[Data records]
*** Begin section ***
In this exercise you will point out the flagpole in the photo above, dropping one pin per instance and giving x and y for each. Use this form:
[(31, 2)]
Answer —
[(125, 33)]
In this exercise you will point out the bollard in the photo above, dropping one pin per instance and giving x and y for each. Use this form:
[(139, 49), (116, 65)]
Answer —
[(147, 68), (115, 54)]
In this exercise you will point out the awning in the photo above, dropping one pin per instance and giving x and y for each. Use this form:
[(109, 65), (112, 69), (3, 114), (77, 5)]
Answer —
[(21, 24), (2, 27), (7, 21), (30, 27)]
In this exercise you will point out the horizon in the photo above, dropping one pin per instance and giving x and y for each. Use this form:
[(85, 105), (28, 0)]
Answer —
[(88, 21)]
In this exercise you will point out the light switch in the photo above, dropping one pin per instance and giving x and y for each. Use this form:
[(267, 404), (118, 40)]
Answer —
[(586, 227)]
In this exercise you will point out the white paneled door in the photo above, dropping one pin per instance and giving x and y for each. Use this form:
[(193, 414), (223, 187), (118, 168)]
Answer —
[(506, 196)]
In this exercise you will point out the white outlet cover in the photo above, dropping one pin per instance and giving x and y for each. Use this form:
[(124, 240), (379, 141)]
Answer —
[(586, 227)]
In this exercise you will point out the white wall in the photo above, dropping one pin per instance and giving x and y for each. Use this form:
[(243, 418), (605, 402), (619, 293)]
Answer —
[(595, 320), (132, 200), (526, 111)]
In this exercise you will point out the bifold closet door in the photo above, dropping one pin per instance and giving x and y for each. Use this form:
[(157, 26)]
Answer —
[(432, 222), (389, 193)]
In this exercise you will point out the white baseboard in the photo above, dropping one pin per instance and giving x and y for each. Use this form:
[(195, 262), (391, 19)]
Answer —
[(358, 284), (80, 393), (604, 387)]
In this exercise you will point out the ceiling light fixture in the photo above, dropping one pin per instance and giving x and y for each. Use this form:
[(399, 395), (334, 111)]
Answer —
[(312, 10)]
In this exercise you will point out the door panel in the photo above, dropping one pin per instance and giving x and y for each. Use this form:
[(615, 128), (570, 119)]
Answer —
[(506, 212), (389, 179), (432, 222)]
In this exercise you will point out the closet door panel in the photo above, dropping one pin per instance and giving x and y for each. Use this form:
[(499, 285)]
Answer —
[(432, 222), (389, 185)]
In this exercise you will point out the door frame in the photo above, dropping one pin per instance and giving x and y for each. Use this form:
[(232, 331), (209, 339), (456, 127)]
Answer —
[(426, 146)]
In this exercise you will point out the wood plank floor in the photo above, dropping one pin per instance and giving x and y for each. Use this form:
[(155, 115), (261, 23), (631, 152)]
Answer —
*** End section ***
Within the data above, pick out all lines holding the word "closet".

In this exercise you will point out the bifold closet door in the photo above, dropping one pin per instance and giving x and y for each. Use this form:
In this exercise you will point out the closet door panel in the photo above, dropping one pin per instance and giving x and y for each. Use this form:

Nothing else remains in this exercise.